* Requirement: Reproduce the records below in full and exactly, without their images.

Point-per-instance localization data

=== Begin Enclosure ===

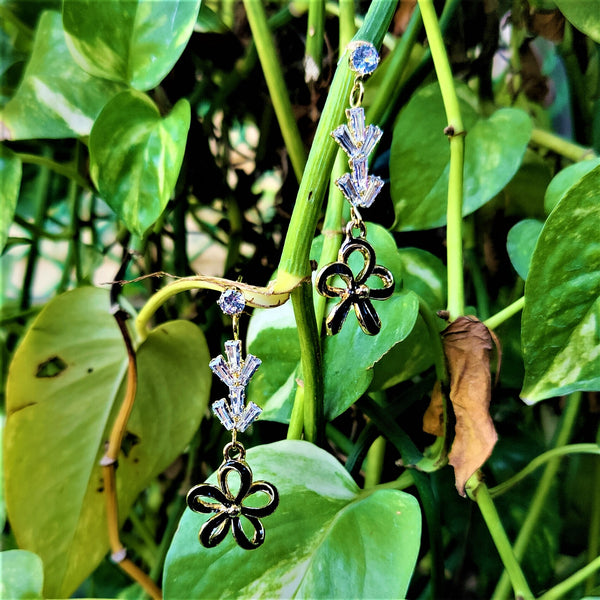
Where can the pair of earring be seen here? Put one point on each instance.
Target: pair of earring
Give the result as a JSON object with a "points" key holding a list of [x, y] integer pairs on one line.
{"points": [[360, 189]]}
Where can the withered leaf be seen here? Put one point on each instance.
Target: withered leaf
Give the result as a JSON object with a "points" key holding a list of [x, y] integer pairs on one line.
{"points": [[433, 419], [467, 346]]}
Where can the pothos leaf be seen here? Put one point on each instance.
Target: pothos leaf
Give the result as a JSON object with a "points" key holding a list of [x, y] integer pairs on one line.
{"points": [[136, 155], [325, 540], [64, 387], [560, 330]]}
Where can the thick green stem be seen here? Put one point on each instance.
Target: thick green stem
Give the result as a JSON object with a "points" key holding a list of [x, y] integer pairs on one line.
{"points": [[267, 54], [539, 498], [396, 64], [560, 591], [479, 492], [456, 134], [505, 314], [561, 146], [294, 262], [314, 40], [310, 392]]}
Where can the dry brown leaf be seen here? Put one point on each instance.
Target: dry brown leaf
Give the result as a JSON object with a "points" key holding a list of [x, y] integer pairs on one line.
{"points": [[467, 346], [433, 419]]}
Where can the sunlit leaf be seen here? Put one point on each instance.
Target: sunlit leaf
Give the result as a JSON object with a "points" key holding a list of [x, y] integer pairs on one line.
{"points": [[64, 386], [136, 155], [583, 14], [561, 319], [325, 540], [136, 42], [272, 336], [565, 179], [419, 163], [520, 244], [22, 575], [10, 181], [56, 99]]}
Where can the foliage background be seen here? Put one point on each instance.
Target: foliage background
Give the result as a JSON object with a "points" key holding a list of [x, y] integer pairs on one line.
{"points": [[187, 160]]}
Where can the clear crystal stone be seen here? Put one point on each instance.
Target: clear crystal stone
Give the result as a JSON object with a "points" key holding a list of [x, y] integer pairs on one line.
{"points": [[237, 397], [232, 302], [371, 137], [363, 58], [373, 189], [356, 121], [250, 366], [250, 414], [233, 349], [221, 411]]}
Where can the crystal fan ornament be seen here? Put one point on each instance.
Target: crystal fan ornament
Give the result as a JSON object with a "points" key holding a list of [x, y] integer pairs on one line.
{"points": [[236, 416], [360, 189]]}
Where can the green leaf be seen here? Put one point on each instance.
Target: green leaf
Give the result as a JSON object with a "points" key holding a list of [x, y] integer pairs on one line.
{"points": [[56, 98], [136, 42], [564, 180], [583, 14], [22, 575], [64, 388], [561, 318], [420, 155], [272, 336], [135, 156], [520, 244], [327, 539], [10, 182], [425, 275]]}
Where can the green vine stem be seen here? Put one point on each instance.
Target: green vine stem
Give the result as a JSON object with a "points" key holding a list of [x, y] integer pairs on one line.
{"points": [[267, 54], [309, 394], [505, 314], [561, 590], [563, 434], [478, 491], [561, 146], [294, 263], [456, 134], [396, 64], [541, 460], [314, 40]]}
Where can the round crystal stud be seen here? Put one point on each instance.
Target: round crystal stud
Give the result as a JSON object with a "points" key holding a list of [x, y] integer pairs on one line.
{"points": [[232, 302], [363, 58]]}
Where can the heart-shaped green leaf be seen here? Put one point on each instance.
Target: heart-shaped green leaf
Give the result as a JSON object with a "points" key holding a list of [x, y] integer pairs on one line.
{"points": [[56, 98], [327, 539], [64, 387], [420, 155], [10, 181], [520, 244], [272, 335], [136, 155], [561, 320], [566, 178], [136, 42], [425, 275], [584, 14], [22, 575]]}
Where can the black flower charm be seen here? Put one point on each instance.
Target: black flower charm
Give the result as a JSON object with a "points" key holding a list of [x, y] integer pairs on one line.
{"points": [[229, 507], [356, 293]]}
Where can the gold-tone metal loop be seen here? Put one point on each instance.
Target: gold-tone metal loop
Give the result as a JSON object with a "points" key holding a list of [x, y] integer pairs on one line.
{"points": [[357, 93], [236, 447]]}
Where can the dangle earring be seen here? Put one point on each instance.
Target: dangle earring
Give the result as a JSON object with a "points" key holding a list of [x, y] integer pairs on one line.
{"points": [[360, 189], [236, 416]]}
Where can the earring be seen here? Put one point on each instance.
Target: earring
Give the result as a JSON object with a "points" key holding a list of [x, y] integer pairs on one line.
{"points": [[236, 416], [360, 189]]}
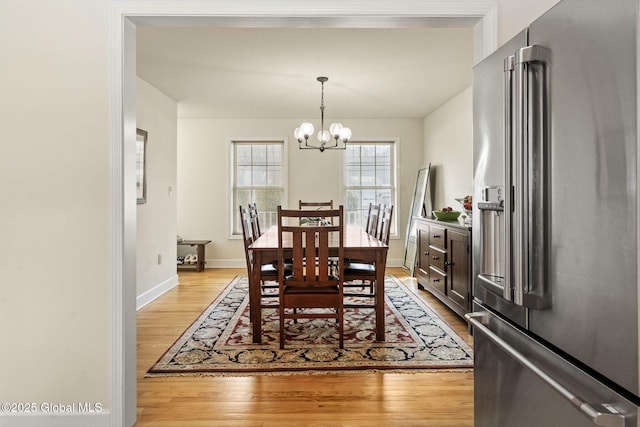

=== End Enclosure ===

* Output of the exercise:
Where can the pair of earring be seen here? Put one point on each instance.
Target: pair of earring
Give the result as a JSON object with a "points" key holding a list of [x, y] integer pairs on one line.
{"points": [[360, 189]]}
Where can the withered leaf be seen here? Put one point on each instance.
Target: withered leaf
Give the result as a JSON object with a "points" key holding a list of [x, y] integer pairs on one line.
{"points": [[433, 419], [467, 346]]}
Where can the pothos leaf be seen here? Put one point on each instance.
Target: pothos leaf
Give the result as a JSON object with a "points" key holding a list of [x, y] integer pairs on one line.
{"points": [[136, 155], [325, 540], [64, 387], [560, 330]]}
Where can the thick green stem be seen here? Put one point on each instance.
Target: thick green stem
Give the result as a JSON object with a "points" key holding a list of [x, y] integer pairs on one line.
{"points": [[267, 54], [539, 498], [396, 64], [560, 591], [479, 492], [456, 134], [505, 314], [561, 146], [294, 262], [314, 40], [310, 392]]}
Where can the dry brown leaf be seen here? Put one point on each instance.
Target: dry brown leaf
Give the result as a JSON object with a "points" key holding a list of [x, y] integer pairs on one line.
{"points": [[467, 346], [433, 419]]}
Where can the sunlit leaf be seen here? Put one point on each instance.
Target: sunlit leaf
Give the result as a JSON object with a "points" key holding a list of [x, y] integer pairs on one line.
{"points": [[64, 386], [136, 155], [583, 14], [561, 319], [325, 540], [136, 42], [272, 336], [565, 179], [419, 163], [520, 244], [22, 575], [10, 181], [56, 99]]}
Where can the foliage background be seen here? Put one point on each instance.
Target: foliage background
Give the result as a JSON object with a "points" key holding a list of [x, y] integer pairs on one line.
{"points": [[187, 160]]}
Where can the clear crystal stone be seen here? Put one point on each instance.
Target: clear crystal stone
Give the result as a JSON object with a "points" key holding a list of [x, y] integer pairs on one line.
{"points": [[237, 397], [232, 302], [371, 137], [363, 58], [373, 189], [356, 121], [250, 366], [250, 414], [233, 349], [221, 411]]}
Where can the crystal fan ornament be seen here? Put one point on each instance.
Target: crystal fan ornament
Give the result as a JSON object with a "points" key holding a list of [x, y] integer pairs on one line.
{"points": [[236, 416], [360, 189]]}
Where can the green leaf be seen here? Put one point on each instance.
Target: green leaf
Give the result as a JSON object with a "points" key holding a list of [x, y] integer pairs on one line.
{"points": [[56, 98], [136, 42], [564, 180], [583, 14], [22, 575], [64, 388], [561, 318], [420, 155], [272, 336], [135, 156], [520, 244], [327, 539], [10, 182], [425, 275]]}
Where can the green vine stem be seen here? Put one point on each instance.
Target: green vine stem
Give the result as a JSON object with a "points" key holding a list of [x, y] integer pairs on one line.
{"points": [[267, 54], [309, 394], [505, 314], [561, 590], [563, 434], [478, 491], [561, 146], [294, 263], [456, 134], [396, 64], [541, 460], [314, 40]]}
Where can the round crystal stud be seen here? Put one point on each instance.
Target: round crystal stud
Give the result as a JSON object with a "points" key holding a list of [x, y] integer pairs on one line.
{"points": [[232, 302], [363, 58]]}
Where can the heart-shaped green leaf be seen here? Put one point on each instance.
Target: heart-shaped green leaf
Give the result as a JSON object with a "points" key holding a list of [x, y] integer pairs on one line.
{"points": [[56, 98], [327, 539], [64, 387], [420, 155], [10, 181], [520, 244], [272, 335], [136, 155], [561, 320], [566, 178], [136, 42], [425, 275], [584, 14], [22, 575]]}
Where can the black flower charm be seen here? Put one point on each instance.
Target: black flower charm
Give the result as a JSON object with a "points" key holding a list of [x, y] integer pairs on one line.
{"points": [[229, 507], [356, 293]]}
Where can the gold-tone metal loop be seen here? Put one point on each instance.
Target: gold-tone metal loop
Give the result as a JSON object with a "points" key holding a list of [x, y] integer pairs on one line.
{"points": [[357, 93], [236, 447]]}
Where can the dangle earring be seen here? Put one point on each instance.
Target: dangle earring
Give the result as a JSON object with a "points" key holding a list of [x, y] integer pairs on one line.
{"points": [[360, 189], [236, 416]]}
Where can the earring be seen here? Put one point on each instance.
Target: earring
Give the result as a JSON object with a "points" key holding a list of [x, y] integer pairs on one line.
{"points": [[236, 416], [360, 189]]}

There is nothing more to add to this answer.